- **Goal of the exercise**
Copy the lines from the one containing "Where in this photo is the ladder cage" through the last line, leaving out any pictures.

- **Input records**
<<<<

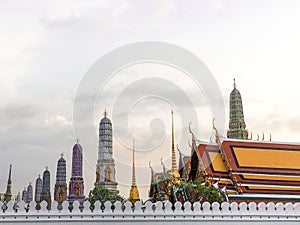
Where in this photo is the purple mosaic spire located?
[72,139,82,177]
[26,182,33,203]
[41,167,51,210]
[54,154,67,204]
[34,175,43,203]
[22,187,27,202]
[68,142,84,204]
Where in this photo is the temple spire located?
[103,109,107,117]
[4,164,12,202]
[171,110,179,177]
[227,78,248,139]
[132,139,136,186]
[129,140,140,202]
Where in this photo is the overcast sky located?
[0,0,300,200]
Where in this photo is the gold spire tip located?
[103,108,107,117]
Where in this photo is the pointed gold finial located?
[160,157,167,175]
[171,109,180,177]
[129,139,139,202]
[132,139,136,186]
[189,122,195,141]
[103,108,107,117]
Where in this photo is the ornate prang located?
[4,164,12,202]
[54,153,67,207]
[94,109,119,193]
[227,79,248,140]
[129,140,140,202]
[67,142,85,205]
[171,110,180,178]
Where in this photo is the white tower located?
[95,110,118,192]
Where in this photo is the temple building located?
[54,154,67,205]
[227,79,248,139]
[188,80,300,202]
[95,110,119,193]
[41,167,51,210]
[67,139,85,204]
[25,182,33,203]
[34,175,43,204]
[148,110,180,202]
[128,140,140,202]
[4,164,12,202]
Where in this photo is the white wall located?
[0,202,300,225]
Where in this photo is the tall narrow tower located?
[22,187,27,202]
[129,140,140,202]
[4,164,12,202]
[68,139,84,204]
[171,110,180,178]
[34,175,43,204]
[26,182,33,203]
[41,167,51,210]
[95,110,119,193]
[227,79,248,139]
[54,154,67,204]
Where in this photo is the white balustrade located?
[0,201,300,225]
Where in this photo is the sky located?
[0,0,300,200]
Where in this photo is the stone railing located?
[0,201,300,225]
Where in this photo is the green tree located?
[85,186,125,209]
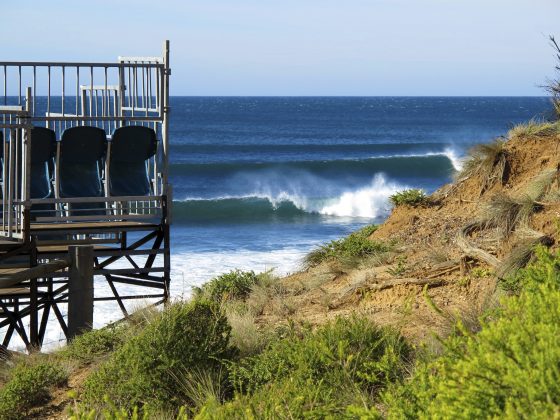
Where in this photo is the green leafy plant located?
[57,324,130,364]
[304,225,391,268]
[0,360,68,420]
[82,300,234,411]
[194,270,270,302]
[230,316,411,393]
[389,188,431,207]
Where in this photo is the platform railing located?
[0,106,32,240]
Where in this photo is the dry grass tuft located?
[175,368,227,410]
[496,235,553,278]
[456,139,509,195]
[482,193,540,238]
[508,119,560,139]
[525,169,559,201]
[226,307,266,357]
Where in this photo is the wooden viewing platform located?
[0,41,172,350]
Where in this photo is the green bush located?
[82,300,233,410]
[57,325,127,364]
[389,188,430,207]
[195,270,259,303]
[304,225,391,268]
[199,316,411,418]
[0,360,68,419]
[385,249,560,418]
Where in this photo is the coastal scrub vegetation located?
[0,247,560,419]
[383,248,560,418]
[304,225,392,268]
[81,299,234,410]
[389,188,430,207]
[456,139,509,194]
[508,118,560,139]
[0,358,68,420]
[194,270,264,302]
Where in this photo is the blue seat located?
[109,126,157,196]
[30,127,56,198]
[0,127,56,219]
[58,126,107,216]
[29,127,56,220]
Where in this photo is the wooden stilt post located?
[68,245,94,340]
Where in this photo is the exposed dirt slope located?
[259,130,560,341]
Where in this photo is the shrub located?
[195,270,259,303]
[456,139,509,194]
[508,120,560,139]
[230,316,411,398]
[384,249,560,418]
[57,325,127,364]
[482,193,540,238]
[0,360,68,419]
[83,300,232,410]
[389,188,430,207]
[195,316,411,419]
[304,225,391,268]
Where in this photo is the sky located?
[0,0,560,96]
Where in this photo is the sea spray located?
[319,174,406,218]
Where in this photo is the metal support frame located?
[0,41,172,351]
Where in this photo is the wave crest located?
[174,174,406,223]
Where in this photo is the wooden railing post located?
[68,245,94,340]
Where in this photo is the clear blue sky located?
[4,0,560,95]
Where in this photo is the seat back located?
[109,126,157,196]
[58,126,107,198]
[30,127,56,198]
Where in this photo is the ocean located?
[19,97,551,350]
[166,97,550,297]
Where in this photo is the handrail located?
[0,61,164,68]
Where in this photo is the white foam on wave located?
[372,147,464,171]
[319,174,406,218]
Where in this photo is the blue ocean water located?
[170,97,550,288]
[5,97,551,348]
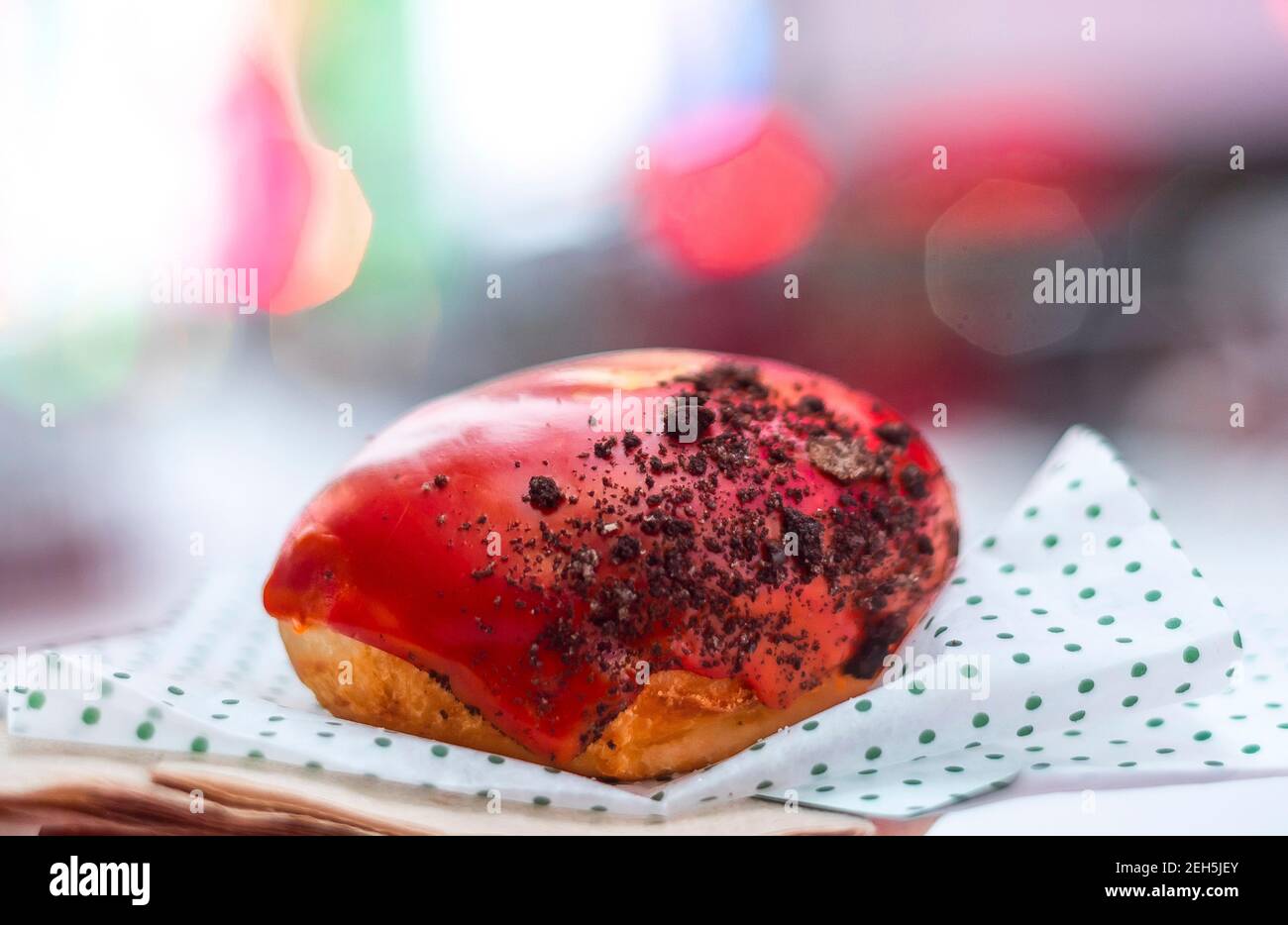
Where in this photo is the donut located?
[265,350,958,780]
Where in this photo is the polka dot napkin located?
[8,428,1288,817]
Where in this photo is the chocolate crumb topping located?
[899,462,930,501]
[523,475,563,513]
[805,437,884,484]
[873,421,912,447]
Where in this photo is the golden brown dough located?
[279,621,880,780]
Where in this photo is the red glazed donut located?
[265,351,958,780]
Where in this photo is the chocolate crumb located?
[899,462,930,501]
[524,475,563,513]
[805,437,881,484]
[875,421,912,447]
[613,536,640,563]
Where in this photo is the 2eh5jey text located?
[1115,861,1239,877]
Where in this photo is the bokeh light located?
[640,107,832,275]
[926,180,1097,355]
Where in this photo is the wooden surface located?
[0,727,934,836]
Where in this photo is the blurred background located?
[0,0,1288,648]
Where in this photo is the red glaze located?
[265,351,957,760]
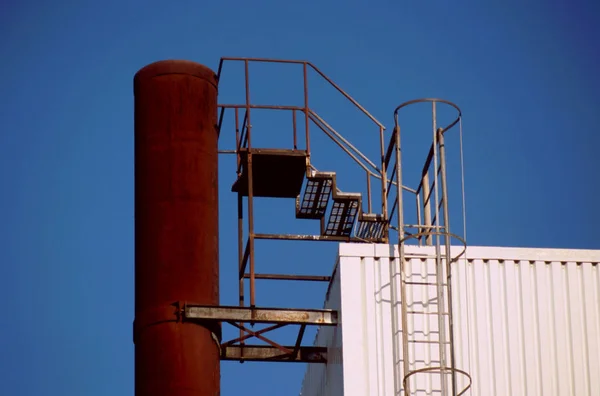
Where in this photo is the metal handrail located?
[217,57,385,130]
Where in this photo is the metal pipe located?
[133,61,220,396]
[219,57,385,129]
[303,63,310,157]
[438,128,457,395]
[431,101,448,395]
[361,172,371,213]
[390,124,410,395]
[292,109,298,150]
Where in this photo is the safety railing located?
[384,99,470,395]
[217,57,388,219]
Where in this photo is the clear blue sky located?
[0,0,600,396]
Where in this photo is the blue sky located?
[0,0,600,396]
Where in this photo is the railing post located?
[379,126,396,240]
[244,59,252,149]
[292,109,298,150]
[303,62,310,157]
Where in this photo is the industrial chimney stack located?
[134,61,220,396]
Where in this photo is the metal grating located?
[324,197,359,236]
[356,214,387,240]
[296,176,333,219]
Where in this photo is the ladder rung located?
[406,311,448,315]
[404,282,448,287]
[408,340,450,345]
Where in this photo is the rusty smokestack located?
[134,61,220,396]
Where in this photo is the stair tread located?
[231,148,308,198]
[296,175,333,219]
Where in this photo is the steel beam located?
[184,305,338,326]
[221,345,327,363]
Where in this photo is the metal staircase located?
[195,58,470,396]
[231,147,387,243]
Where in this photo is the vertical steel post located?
[438,128,457,395]
[134,61,220,396]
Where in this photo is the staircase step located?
[296,172,335,219]
[324,192,362,237]
[231,148,308,198]
[356,213,387,240]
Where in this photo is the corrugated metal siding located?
[302,244,600,396]
[300,262,344,396]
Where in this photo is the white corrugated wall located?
[302,244,600,396]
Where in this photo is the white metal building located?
[301,244,600,396]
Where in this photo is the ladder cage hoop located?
[402,366,473,396]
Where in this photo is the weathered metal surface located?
[134,61,220,396]
[231,149,307,198]
[221,345,327,363]
[184,305,337,326]
[244,274,331,282]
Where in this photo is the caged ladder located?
[386,99,471,396]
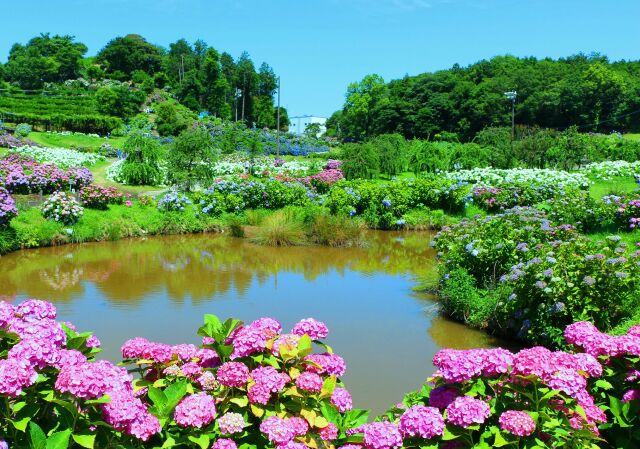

>>>>

- **Response to this task**
Where in this photo is the ladder cage hoop located?
[402,366,473,396]
Where in this photo is the weathered metal surface located?
[134,61,220,396]
[231,149,307,198]
[221,345,327,363]
[184,305,337,326]
[244,274,331,282]
Where in this photo is the caged ladder located?
[386,99,471,396]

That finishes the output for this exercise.